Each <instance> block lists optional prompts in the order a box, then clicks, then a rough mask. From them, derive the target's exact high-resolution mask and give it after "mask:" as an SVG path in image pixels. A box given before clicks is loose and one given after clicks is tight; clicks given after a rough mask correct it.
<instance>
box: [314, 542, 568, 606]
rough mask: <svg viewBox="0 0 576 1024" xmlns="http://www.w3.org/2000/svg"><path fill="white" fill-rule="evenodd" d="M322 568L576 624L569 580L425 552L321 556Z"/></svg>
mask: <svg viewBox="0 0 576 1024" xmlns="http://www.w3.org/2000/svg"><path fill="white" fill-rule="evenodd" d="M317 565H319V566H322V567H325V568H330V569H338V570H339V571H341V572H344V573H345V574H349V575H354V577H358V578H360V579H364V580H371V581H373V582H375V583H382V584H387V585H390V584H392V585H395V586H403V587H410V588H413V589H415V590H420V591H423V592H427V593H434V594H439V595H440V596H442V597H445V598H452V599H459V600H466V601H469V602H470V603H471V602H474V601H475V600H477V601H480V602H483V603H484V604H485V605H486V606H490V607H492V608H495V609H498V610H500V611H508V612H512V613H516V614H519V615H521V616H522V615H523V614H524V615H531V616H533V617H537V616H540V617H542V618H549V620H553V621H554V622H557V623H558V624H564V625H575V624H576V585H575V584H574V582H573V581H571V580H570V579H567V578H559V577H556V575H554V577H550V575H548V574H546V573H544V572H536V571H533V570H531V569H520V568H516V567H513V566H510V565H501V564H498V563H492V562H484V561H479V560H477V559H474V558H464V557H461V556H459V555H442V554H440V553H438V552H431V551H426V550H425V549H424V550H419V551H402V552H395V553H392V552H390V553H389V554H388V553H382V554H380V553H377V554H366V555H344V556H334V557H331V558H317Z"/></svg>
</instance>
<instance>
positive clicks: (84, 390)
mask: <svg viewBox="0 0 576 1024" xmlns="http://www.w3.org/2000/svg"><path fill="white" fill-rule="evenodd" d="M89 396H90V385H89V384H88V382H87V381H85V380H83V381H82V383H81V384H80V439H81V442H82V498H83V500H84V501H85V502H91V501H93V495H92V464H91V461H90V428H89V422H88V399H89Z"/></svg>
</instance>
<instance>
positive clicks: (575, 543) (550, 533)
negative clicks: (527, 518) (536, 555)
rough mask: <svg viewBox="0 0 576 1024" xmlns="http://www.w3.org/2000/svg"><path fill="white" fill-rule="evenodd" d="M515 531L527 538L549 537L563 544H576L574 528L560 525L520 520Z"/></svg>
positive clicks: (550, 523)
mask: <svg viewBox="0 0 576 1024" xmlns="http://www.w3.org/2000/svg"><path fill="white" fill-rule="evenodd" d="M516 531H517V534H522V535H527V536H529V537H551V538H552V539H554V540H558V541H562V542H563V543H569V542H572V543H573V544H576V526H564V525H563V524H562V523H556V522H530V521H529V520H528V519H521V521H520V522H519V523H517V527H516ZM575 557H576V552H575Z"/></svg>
◆ ◆ ◆
THE TASK: Could you rewrite every line of the material above as a numbered list, leaving out any blank lines?

RESPONSE FOR THIS EXERCISE:
1. Each <instance> block lists optional prompts in the order a box, then clicks, then a rough mask. From them, derive the target's exact high-resolution mask and give it after "mask:" as an SVG path in image pixels. A box given before clicks is loose and one given after clicks is tight; clicks given after a rough mask correct it.
2. <instance>
3. box: [314, 542, 568, 606]
4. rough mask: <svg viewBox="0 0 576 1024" xmlns="http://www.w3.org/2000/svg"><path fill="white" fill-rule="evenodd" d="M322 568L576 624L569 580L425 552L321 556Z"/></svg>
5. mask: <svg viewBox="0 0 576 1024" xmlns="http://www.w3.org/2000/svg"><path fill="white" fill-rule="evenodd" d="M317 565H319V566H322V567H325V568H330V569H338V570H339V571H341V572H344V573H345V574H349V575H354V577H358V578H360V579H364V580H371V581H373V582H375V583H382V584H387V585H390V584H392V585H395V586H403V587H410V588H413V589H415V590H420V591H423V592H427V593H434V594H439V595H440V596H442V597H445V598H452V599H459V600H466V601H469V602H470V603H471V602H474V601H475V600H477V601H480V602H483V603H484V604H485V605H486V606H490V607H492V608H495V609H498V610H500V611H508V612H512V613H516V614H519V615H521V616H522V615H523V614H524V615H531V616H533V617H537V616H540V617H542V618H549V620H553V621H554V622H557V623H558V624H564V625H575V624H576V585H575V584H574V582H573V581H571V580H570V579H567V578H559V577H556V575H554V577H550V575H548V574H546V573H544V572H536V571H533V570H531V569H520V568H516V567H513V566H510V565H501V564H498V563H492V562H484V561H479V560H477V559H474V558H464V557H461V556H459V555H442V554H440V553H438V552H431V551H426V550H425V549H424V550H419V551H402V552H395V553H392V552H390V553H389V554H388V553H382V554H380V553H377V554H366V555H344V556H334V557H331V558H317Z"/></svg>
6. </instance>
7. <instance>
8. positive clicks: (84, 390)
9. mask: <svg viewBox="0 0 576 1024" xmlns="http://www.w3.org/2000/svg"><path fill="white" fill-rule="evenodd" d="M89 396H90V385H89V384H88V382H87V381H85V380H83V381H82V383H81V384H80V439H81V442H82V498H83V500H84V501H85V502H91V501H93V495H92V464H91V461H90V428H89V422H88V399H89Z"/></svg>
10. </instance>
11. <instance>
12. positive clicks: (575, 543) (550, 533)
13. negative clicks: (527, 518) (536, 555)
14. rough mask: <svg viewBox="0 0 576 1024" xmlns="http://www.w3.org/2000/svg"><path fill="white" fill-rule="evenodd" d="M515 531L527 538L549 537L563 544H576L574 528L560 525L520 520Z"/></svg>
15. positive clicks: (550, 523)
16. mask: <svg viewBox="0 0 576 1024" xmlns="http://www.w3.org/2000/svg"><path fill="white" fill-rule="evenodd" d="M516 531H517V534H522V535H527V536H529V537H551V538H552V539H554V540H558V541H562V542H563V543H569V542H572V543H573V544H576V526H564V525H563V524H562V523H556V522H530V521H529V520H528V519H521V521H520V522H519V523H517V527H516ZM575 557H576V552H575Z"/></svg>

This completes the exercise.